Laws Textile which exports shirts mainly to the US for such clients as JC Penney has only 390 regular workers but 1,700 contractuals which are mostly semi-skilled new recruits from the government's technical training schools and are contracted for only three months at a time
Shoemart is one of the biggest department store chains in the Philippines. Shoemart has an estimated 20,000 employees, but only 1,731 rank and file employees are categorised as regular workers and protected by the collective bargaining agreement between the union and management. The rest are provided by recruitment agencies and are hired in contracts of less than six months
Manila Bay Hosiery is the main producer of socks. It once employed thousands of workers. It gradually reduced its regular workforce to only 257 at present while it increased the number of contractuals. The management set up an 'independent' shop inside the factory which employs workers on five-month contracts and to which the company subcontracts job orders.
Wyeth Philippines which changed its workweek schedule to what is called the 116-211 scheme where an employee works continuously for six days and gets two days off. As a result, the worker works on Saturdays and Sundays without overtime pay and is forced to work more than 40 hours per work week in violation of the Collective Bargaining Agreement (CBA).
10. The conditions in the workplace are ever deteriorating as the capitalists continuously cut-down on expenses and maximise profits. Even government studies show that 68.6% of factories inspected violate the General Labour Standards.
11. The government promotes the overseas deployment of Filipino workers as a solution to the perennial problem of unemployment. Since 1997, the queues of workers lining-up for overseas work have been growing longer exhibiting the desperation of hundreds of thousands for employment. However, lesser and lesser job opportunities are opening-up in the countries which formerly absorbed excess Philippine labour such as Saudi Arabia and other countries in the Gulf region, South Korea and Malaysia due to their own domestic crises and problems of unemployment. The more than 6 million overseas Filipino workers are essentially part of the unemployed which cannot be absorbed domestically.

> [Data records]
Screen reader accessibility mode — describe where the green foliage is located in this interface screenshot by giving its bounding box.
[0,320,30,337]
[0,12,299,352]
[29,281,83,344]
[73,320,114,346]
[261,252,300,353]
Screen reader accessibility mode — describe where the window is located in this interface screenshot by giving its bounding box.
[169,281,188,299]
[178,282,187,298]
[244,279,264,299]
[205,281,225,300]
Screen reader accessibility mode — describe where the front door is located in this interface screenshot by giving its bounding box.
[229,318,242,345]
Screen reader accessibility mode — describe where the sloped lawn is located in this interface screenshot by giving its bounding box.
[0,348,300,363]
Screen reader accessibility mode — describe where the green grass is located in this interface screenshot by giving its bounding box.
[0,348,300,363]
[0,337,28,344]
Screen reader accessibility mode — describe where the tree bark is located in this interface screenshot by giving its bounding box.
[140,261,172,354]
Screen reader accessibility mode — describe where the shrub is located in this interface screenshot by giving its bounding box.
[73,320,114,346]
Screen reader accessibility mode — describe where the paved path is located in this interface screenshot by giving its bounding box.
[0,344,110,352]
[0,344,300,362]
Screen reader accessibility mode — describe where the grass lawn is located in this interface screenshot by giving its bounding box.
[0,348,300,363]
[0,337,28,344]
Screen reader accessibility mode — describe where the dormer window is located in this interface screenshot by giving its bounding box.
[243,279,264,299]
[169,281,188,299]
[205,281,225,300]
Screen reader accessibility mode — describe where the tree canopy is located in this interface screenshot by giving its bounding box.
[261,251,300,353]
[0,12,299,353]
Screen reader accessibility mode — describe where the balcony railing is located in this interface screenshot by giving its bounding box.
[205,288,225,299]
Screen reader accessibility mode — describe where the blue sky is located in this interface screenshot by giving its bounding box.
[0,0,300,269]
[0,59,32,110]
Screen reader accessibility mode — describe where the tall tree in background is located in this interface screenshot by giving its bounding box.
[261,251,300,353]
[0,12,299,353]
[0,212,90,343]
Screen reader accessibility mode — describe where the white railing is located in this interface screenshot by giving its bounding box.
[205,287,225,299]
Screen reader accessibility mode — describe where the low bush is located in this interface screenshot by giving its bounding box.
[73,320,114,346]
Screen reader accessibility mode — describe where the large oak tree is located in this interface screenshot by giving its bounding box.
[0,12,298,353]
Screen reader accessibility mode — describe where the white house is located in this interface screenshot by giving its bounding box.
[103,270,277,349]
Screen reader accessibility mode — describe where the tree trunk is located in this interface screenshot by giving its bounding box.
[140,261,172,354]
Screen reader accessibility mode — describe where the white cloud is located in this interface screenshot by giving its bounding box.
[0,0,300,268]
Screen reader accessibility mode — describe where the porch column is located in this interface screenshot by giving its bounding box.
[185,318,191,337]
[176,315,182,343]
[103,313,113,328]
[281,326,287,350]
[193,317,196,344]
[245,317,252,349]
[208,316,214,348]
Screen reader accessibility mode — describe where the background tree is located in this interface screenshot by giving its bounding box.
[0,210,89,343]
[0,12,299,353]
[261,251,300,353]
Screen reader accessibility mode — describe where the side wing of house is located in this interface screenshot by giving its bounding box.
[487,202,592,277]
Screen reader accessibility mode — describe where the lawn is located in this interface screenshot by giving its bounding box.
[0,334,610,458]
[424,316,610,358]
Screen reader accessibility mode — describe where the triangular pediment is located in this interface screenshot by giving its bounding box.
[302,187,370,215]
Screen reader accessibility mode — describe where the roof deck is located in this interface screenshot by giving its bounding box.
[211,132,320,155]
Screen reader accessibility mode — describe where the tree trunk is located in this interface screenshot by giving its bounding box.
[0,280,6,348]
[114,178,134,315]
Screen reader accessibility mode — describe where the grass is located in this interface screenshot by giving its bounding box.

> [Work request] Could you quote the passage on contract labor and working conditions in the Philippines word for word, from start to finish? This material comes from a different source than the passage.

> [Output of the task]
Laws Textile which exports shirts mainly to the US for such clients as JC Penney has only 390 regular workers but 1,700 contractuals which are mostly semi-skilled new recruits from the government's technical training schools and are contracted for only three months at a time
Shoemart is one of the biggest department store chains in the Philippines. Shoemart has an estimated 20,000 employees, but only 1,731 rank and file employees are categorised as regular workers and protected by the collective bargaining agreement between the union and management. The rest are provided by recruitment agencies and are hired in contracts of less than six months
Manila Bay Hosiery is the main producer of socks. It once employed thousands of workers. It gradually reduced its regular workforce to only 257 at present while it increased the number of contractuals. The management set up an 'independent' shop inside the factory which employs workers on five-month contracts and to which the company subcontracts job orders.
Wyeth Philippines which changed its workweek schedule to what is called the 116-211 scheme where an employee works continuously for six days and gets two days off. As a result, the worker works on Saturdays and Sundays without overtime pay and is forced to work more than 40 hours per work week in violation of the Collective Bargaining Agreement (CBA).
10. The conditions in the workplace are ever deteriorating as the capitalists continuously cut-down on expenses and maximise profits. Even government studies show that 68.6% of factories inspected violate the General Labour Standards.
11. The government promotes the overseas deployment of Filipino workers as a solution to the perennial problem of unemployment. Since 1997, the queues of workers lining-up for overseas work have been growing longer exhibiting the desperation of hundreds of thousands for employment. However, lesser and lesser job opportunities are opening-up in the countries which formerly absorbed excess Philippine labour such as Saudi Arabia and other countries in the Gulf region, South Korea and Malaysia due to their own domestic crises and problems of unemployment. The more than 6 million overseas Filipino workers are essentially part of the unemployed which cannot be absorbed domestically.